── Entries supplied
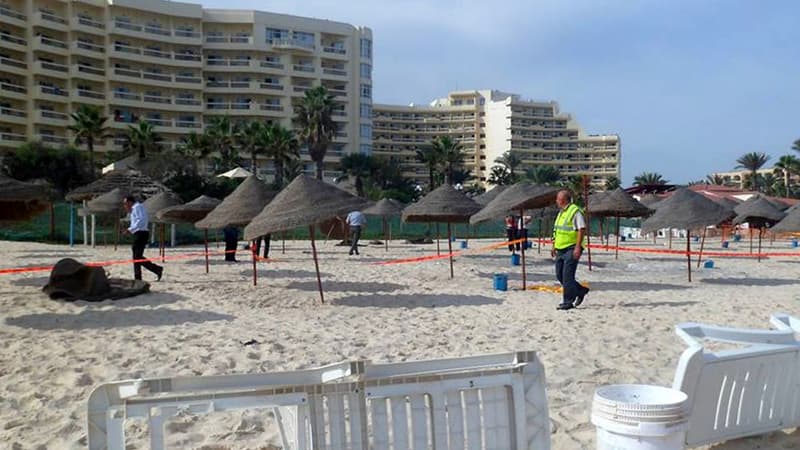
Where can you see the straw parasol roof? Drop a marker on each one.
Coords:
(619, 203)
(686, 209)
(190, 212)
(488, 196)
(516, 197)
(305, 201)
(130, 181)
(443, 204)
(790, 223)
(158, 202)
(21, 201)
(240, 207)
(108, 203)
(385, 208)
(758, 211)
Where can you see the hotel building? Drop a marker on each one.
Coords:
(175, 65)
(489, 123)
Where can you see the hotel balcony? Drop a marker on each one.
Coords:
(87, 96)
(12, 17)
(12, 42)
(87, 72)
(228, 42)
(52, 93)
(292, 45)
(15, 91)
(50, 69)
(88, 49)
(51, 118)
(49, 20)
(51, 45)
(12, 65)
(12, 115)
(12, 139)
(87, 25)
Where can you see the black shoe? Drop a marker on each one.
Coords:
(580, 297)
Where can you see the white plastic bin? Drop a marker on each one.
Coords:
(639, 417)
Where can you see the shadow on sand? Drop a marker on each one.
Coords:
(415, 301)
(750, 281)
(91, 319)
(345, 286)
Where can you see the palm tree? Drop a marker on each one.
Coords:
(247, 137)
(431, 157)
(787, 165)
(315, 123)
(142, 139)
(220, 134)
(359, 166)
(281, 147)
(752, 161)
(612, 183)
(510, 160)
(648, 178)
(547, 175)
(452, 154)
(88, 126)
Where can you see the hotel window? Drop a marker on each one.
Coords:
(366, 71)
(366, 48)
(366, 110)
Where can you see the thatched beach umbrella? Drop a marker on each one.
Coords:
(686, 209)
(759, 213)
(238, 209)
(518, 197)
(443, 204)
(305, 201)
(155, 204)
(20, 201)
(110, 204)
(384, 208)
(619, 203)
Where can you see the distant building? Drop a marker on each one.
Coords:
(489, 123)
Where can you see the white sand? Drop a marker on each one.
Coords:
(194, 324)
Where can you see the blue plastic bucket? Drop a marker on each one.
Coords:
(500, 282)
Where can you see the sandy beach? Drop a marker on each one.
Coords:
(194, 323)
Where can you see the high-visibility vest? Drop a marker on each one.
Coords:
(564, 232)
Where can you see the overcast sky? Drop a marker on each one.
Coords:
(689, 85)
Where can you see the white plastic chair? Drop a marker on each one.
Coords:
(743, 391)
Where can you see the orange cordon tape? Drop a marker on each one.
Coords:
(126, 261)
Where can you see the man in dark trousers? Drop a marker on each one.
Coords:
(139, 230)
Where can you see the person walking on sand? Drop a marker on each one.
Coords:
(356, 220)
(138, 228)
(568, 233)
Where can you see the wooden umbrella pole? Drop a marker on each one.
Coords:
(316, 264)
(450, 249)
(616, 247)
(702, 244)
(688, 255)
(255, 257)
(205, 242)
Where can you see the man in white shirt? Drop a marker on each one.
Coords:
(139, 230)
(355, 220)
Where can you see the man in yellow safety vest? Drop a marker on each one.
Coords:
(568, 233)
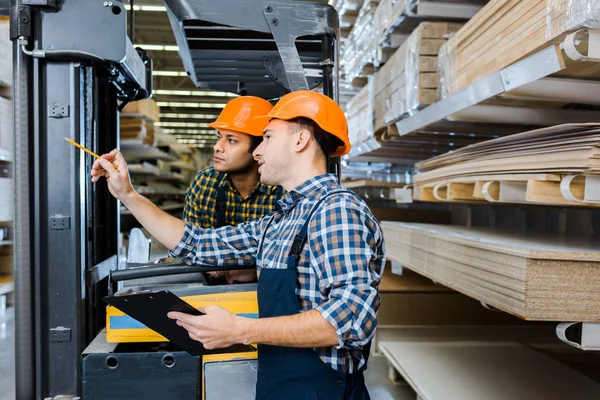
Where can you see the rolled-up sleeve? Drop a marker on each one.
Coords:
(226, 246)
(347, 254)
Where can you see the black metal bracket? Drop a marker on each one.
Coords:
(276, 71)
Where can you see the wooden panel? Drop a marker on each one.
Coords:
(535, 278)
(504, 32)
(485, 370)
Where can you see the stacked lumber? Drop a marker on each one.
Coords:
(137, 121)
(474, 370)
(7, 194)
(569, 148)
(535, 278)
(408, 80)
(530, 167)
(504, 32)
(360, 115)
(360, 48)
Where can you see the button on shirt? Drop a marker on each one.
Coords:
(339, 269)
(201, 200)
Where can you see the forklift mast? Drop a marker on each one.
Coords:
(74, 68)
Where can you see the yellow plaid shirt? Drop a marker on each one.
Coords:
(201, 200)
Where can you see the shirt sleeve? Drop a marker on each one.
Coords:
(226, 246)
(347, 253)
(191, 210)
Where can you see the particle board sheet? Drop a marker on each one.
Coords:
(360, 47)
(6, 264)
(485, 370)
(533, 277)
(408, 80)
(360, 115)
(570, 148)
(137, 129)
(413, 300)
(6, 199)
(505, 31)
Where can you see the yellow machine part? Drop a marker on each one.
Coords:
(120, 328)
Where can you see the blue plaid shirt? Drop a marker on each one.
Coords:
(339, 269)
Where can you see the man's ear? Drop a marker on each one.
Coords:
(302, 140)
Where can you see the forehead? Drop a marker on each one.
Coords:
(228, 133)
(277, 125)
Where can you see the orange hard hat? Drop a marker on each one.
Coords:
(317, 107)
(238, 115)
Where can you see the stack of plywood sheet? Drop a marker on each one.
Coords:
(505, 31)
(556, 166)
(475, 370)
(408, 80)
(360, 48)
(137, 121)
(569, 148)
(535, 278)
(360, 115)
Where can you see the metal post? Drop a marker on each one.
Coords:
(330, 89)
(24, 322)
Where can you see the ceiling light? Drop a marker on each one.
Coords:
(189, 116)
(181, 124)
(169, 73)
(146, 8)
(208, 93)
(157, 47)
(189, 104)
(193, 131)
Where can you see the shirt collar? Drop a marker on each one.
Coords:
(305, 189)
(225, 181)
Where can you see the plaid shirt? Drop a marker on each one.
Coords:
(339, 269)
(201, 200)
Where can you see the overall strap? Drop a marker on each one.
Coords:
(220, 207)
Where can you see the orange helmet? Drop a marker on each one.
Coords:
(238, 115)
(317, 107)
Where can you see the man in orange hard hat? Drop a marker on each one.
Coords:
(319, 258)
(230, 191)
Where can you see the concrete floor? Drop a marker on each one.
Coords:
(376, 375)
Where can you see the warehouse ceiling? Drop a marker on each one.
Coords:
(185, 109)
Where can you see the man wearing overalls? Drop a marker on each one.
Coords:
(230, 191)
(319, 259)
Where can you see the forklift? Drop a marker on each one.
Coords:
(74, 70)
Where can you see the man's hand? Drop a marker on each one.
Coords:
(118, 181)
(217, 329)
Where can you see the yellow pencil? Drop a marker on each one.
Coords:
(91, 153)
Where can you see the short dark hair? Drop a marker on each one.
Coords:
(255, 141)
(327, 142)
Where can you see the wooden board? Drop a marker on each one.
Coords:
(506, 31)
(534, 163)
(143, 108)
(408, 80)
(535, 278)
(485, 370)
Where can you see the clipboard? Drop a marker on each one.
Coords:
(151, 308)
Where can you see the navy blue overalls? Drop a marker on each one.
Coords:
(289, 373)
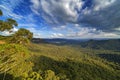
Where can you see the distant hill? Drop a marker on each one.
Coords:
(110, 44)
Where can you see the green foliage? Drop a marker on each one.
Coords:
(8, 24)
(80, 66)
(14, 59)
(50, 75)
(22, 36)
(31, 76)
(1, 13)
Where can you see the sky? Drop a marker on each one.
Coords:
(74, 19)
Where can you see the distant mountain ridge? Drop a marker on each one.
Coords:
(107, 44)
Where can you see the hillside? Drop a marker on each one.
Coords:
(103, 44)
(60, 62)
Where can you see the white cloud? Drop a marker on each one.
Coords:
(28, 25)
(102, 14)
(61, 10)
(57, 35)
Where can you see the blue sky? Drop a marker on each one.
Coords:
(65, 18)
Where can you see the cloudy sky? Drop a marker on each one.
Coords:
(65, 18)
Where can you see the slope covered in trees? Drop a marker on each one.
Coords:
(21, 61)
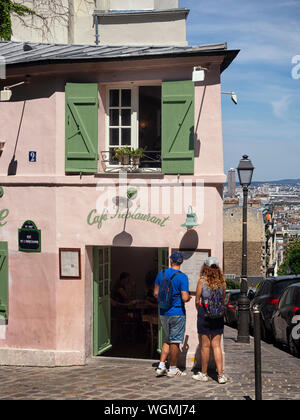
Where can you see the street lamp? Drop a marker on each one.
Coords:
(245, 172)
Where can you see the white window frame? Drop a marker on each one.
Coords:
(134, 87)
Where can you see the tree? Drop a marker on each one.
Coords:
(291, 262)
(7, 7)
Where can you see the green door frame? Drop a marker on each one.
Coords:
(101, 300)
(163, 262)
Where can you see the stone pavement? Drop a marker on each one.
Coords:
(116, 379)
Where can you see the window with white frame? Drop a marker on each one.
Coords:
(134, 121)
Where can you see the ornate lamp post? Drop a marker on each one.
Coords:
(245, 172)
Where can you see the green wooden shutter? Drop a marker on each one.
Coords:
(82, 127)
(4, 280)
(178, 127)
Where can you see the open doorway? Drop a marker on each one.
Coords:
(127, 321)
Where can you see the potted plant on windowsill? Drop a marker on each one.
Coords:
(123, 155)
(137, 154)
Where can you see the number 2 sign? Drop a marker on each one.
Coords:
(32, 156)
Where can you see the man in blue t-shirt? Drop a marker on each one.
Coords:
(173, 319)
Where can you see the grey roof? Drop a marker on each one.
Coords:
(29, 52)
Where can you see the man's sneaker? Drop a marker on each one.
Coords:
(200, 377)
(175, 372)
(222, 379)
(161, 372)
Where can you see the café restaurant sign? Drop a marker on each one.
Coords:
(29, 237)
(96, 219)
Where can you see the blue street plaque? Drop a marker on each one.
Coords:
(32, 156)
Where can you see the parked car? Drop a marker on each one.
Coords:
(266, 298)
(231, 300)
(231, 305)
(286, 319)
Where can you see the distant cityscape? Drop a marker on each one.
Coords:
(274, 221)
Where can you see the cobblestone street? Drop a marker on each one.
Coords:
(114, 379)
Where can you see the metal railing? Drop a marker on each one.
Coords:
(150, 162)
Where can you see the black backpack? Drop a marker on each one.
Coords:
(165, 294)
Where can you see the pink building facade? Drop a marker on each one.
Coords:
(68, 223)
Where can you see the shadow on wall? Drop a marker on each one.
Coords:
(190, 240)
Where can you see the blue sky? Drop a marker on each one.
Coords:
(266, 122)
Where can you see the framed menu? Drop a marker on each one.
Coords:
(192, 264)
(69, 263)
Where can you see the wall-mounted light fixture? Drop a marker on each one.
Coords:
(199, 74)
(233, 96)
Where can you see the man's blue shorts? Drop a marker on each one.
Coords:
(174, 328)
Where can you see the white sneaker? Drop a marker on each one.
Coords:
(200, 377)
(222, 379)
(161, 372)
(175, 372)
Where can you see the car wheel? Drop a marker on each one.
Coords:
(294, 349)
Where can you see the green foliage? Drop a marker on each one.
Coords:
(7, 7)
(291, 263)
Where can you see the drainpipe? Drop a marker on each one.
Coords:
(96, 21)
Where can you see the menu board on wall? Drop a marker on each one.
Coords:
(192, 264)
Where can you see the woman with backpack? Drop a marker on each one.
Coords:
(210, 295)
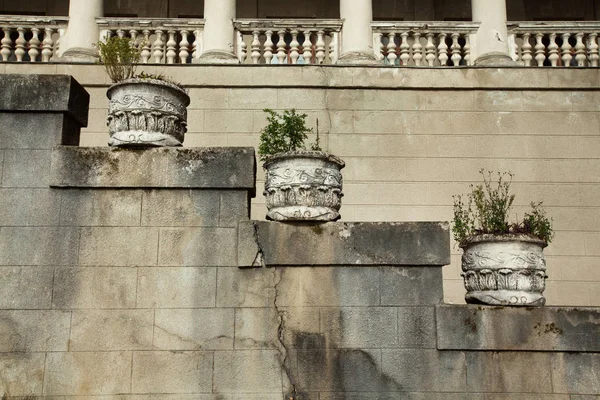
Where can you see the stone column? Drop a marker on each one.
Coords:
(357, 35)
(77, 43)
(491, 39)
(218, 36)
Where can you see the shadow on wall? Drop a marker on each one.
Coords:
(327, 369)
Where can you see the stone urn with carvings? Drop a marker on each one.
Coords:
(303, 186)
(504, 270)
(146, 112)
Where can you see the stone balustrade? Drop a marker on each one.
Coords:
(555, 44)
(287, 41)
(163, 41)
(30, 39)
(312, 41)
(423, 44)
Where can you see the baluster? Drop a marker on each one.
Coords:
(34, 45)
(255, 53)
(467, 49)
(333, 49)
(158, 47)
(455, 49)
(566, 50)
(307, 47)
(553, 50)
(320, 47)
(241, 47)
(540, 49)
(404, 47)
(593, 55)
(61, 34)
(526, 51)
(5, 44)
(378, 46)
(196, 46)
(47, 44)
(417, 49)
(442, 50)
(145, 54)
(281, 54)
(391, 49)
(20, 43)
(580, 50)
(294, 47)
(269, 47)
(171, 47)
(184, 47)
(430, 50)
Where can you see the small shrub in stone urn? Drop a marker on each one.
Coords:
(144, 110)
(502, 263)
(301, 184)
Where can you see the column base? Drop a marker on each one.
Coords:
(357, 58)
(495, 60)
(78, 55)
(216, 57)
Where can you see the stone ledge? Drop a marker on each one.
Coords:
(347, 77)
(343, 243)
(470, 327)
(189, 168)
(44, 93)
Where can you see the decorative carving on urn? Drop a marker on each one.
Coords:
(147, 112)
(504, 270)
(303, 186)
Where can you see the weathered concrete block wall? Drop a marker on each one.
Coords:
(413, 137)
(137, 274)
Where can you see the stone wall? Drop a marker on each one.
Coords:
(137, 274)
(383, 10)
(412, 138)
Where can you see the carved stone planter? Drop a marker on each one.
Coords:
(303, 186)
(504, 270)
(146, 112)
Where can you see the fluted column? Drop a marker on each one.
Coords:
(357, 35)
(491, 40)
(82, 31)
(218, 36)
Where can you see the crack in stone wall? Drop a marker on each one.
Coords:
(282, 348)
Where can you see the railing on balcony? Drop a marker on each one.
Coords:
(30, 39)
(555, 44)
(311, 41)
(423, 44)
(280, 42)
(163, 41)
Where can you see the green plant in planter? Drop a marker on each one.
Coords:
(284, 132)
(119, 55)
(486, 211)
(144, 110)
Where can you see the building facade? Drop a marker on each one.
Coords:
(415, 124)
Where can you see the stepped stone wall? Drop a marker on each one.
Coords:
(413, 137)
(137, 274)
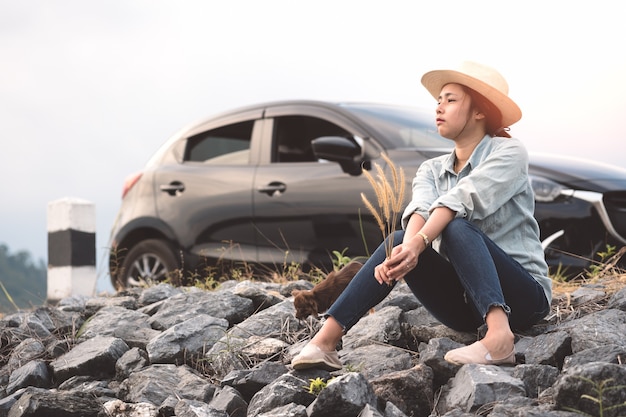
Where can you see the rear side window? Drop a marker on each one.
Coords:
(225, 145)
(293, 136)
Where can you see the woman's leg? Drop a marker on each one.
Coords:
(491, 277)
(362, 293)
(501, 290)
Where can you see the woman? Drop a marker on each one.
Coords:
(485, 264)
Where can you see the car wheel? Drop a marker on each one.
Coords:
(147, 263)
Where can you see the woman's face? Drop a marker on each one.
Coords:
(456, 118)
────
- [Problem statement]
Where does the string "railing" appear in the records above? Show every line that holds it.

- [Answer for the task]
Where can you see the metal railing? Drop a marker on each one.
Where can you see the railing on balcony? Drop a marker on each one.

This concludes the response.